> SELECTED EXTRACT:

*** Block opens ***

0

You have a database of $25,000$ potential criminals. The probability that this database includes the art thief is $0.1$. In a stroke of luck, you found a DNA sample of this thief from the crime scene. You compare this sample with a database of $25,000$ men. And lo and behold, a match is found! You are well aware that DNA matches are not always perfect: if you pick two different persons at random, the chance that their DNA samples would match using the current testing techniques is $1$ in $10,000$. What's the probability that the database includes the art thief, given that a DNA match has been found?

I'm sure this question uses Bayes' theorem where $A=$ the database includes the art thief, $B=$ a DNA match has been found. I need to find $P(A|B)= P(B|A)*P(A)/P(B)$ to calculate $P(B)$, there are different cases, 1). the database does include the thief, and a person matches with the DNA from the scene. 2). the database doesn't include the thief, but a person matches with the DNA.

I'm not really sure how to calculate 1) and 2). Please help me.

I also want to know if the probability of two people matching is $1/10000$, is the probability of two people not matching $9999/10000$?

RobPratt
  • 45,619
  • Related, perhaps helpful: https://math.stackexchange.com/questions/2279851/applied-probability-bayes-theorem/2279888#2279888 – Ethan Bolker Aug 08 '21 at 14:33

2 Answers2

1

Given the wording of the question, I think your formulation of the problem is reasonable. However you're not really given enough information to evaluate $\ P(B)\ $ properly. Was the sample from the crime scene merely tested against random entries in the database until a match was found, for instance, or was it tested against every entry in the database? In the latter case, the exact number of matches found is vital information which should be used to evaluate the posterior probability that the thief's DNA is in the database. Since you're not given that information, I think you can reasonably assume that something like the former procedure was used. In that case, $\ B=$ at least one entry in the database matches the thief's DNA.

*** Block closes ***

> REQUIREMENT:
Copy the DNA-match post starting with "I'm sure this" and going on through "with the DNA.", swapping each "thief" for "burglar".

> DATA EXCERPTS:
*** Block opens ***

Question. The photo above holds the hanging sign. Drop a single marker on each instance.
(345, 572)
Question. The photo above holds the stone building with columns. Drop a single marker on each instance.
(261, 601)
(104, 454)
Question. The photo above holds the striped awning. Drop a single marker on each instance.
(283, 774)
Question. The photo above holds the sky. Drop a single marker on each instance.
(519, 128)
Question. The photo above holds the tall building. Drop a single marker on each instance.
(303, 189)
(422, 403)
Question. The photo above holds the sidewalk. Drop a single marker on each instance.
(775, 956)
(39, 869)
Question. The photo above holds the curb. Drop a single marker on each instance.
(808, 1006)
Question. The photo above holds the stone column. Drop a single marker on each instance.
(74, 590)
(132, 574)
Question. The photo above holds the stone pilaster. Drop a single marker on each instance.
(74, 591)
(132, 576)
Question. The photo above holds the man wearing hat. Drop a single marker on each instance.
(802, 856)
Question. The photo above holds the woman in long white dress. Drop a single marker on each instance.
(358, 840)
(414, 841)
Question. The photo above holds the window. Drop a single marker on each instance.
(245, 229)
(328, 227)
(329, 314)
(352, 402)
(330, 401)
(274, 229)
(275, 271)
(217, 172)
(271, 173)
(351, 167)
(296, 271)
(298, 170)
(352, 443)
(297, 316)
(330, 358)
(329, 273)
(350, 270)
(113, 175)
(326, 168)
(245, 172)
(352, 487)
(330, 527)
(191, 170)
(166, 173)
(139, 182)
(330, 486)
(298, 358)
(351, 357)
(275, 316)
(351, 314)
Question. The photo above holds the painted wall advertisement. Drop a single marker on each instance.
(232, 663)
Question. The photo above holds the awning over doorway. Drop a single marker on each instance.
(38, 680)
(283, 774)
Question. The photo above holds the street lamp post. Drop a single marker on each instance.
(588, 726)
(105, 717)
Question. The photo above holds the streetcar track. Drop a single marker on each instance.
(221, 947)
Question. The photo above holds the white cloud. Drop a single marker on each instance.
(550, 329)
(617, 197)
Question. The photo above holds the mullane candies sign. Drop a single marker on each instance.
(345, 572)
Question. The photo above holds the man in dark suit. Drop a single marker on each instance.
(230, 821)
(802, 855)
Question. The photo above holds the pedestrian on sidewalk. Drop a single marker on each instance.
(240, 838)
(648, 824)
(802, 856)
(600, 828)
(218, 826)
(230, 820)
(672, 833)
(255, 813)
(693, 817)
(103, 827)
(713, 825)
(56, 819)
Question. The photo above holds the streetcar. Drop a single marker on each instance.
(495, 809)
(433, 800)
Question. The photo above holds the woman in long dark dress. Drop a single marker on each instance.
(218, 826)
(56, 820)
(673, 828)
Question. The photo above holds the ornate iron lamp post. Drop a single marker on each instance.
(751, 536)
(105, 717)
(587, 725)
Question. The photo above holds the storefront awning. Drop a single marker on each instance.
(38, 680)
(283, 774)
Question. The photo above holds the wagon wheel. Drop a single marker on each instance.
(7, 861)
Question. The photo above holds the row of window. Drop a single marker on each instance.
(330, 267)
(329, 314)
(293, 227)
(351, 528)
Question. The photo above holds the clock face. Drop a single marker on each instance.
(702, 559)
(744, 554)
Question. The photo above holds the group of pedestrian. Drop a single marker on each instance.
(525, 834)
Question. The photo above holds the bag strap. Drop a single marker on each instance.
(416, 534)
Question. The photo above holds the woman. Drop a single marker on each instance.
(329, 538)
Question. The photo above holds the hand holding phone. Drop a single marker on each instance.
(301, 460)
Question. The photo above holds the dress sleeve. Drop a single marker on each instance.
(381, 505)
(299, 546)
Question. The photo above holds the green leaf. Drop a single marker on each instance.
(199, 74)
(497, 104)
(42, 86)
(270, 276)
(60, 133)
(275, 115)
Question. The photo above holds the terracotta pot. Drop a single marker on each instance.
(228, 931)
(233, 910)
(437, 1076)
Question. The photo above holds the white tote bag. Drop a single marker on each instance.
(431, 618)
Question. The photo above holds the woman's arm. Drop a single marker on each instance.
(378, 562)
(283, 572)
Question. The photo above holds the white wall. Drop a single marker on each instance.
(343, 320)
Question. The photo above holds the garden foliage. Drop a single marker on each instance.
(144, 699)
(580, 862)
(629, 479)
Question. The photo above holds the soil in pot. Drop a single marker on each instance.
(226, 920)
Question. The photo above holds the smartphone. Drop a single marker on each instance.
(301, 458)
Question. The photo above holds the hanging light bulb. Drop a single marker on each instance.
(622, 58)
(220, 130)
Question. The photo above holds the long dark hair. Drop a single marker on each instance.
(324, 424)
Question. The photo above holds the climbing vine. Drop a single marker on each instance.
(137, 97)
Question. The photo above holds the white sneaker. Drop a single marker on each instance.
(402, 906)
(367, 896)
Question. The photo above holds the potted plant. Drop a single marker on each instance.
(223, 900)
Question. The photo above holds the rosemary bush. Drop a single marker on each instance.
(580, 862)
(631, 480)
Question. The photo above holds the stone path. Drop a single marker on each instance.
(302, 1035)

*** Block closes ***

> ANSWER TO THIS TASK:
I'm sure this question uses Bayes' theorem where $A=$ the database includes the art burglar, $B=$ a DNA match has been found. I need to find $P(A|B)= P(B|A)*P(A)/P(B)$ to calculate $P(B)$, there are different cases, 1). the database does include the burglar, and a person matches with the DNA from the scene. 2). the database doesn't include the burglar, but a person matches with the DNA.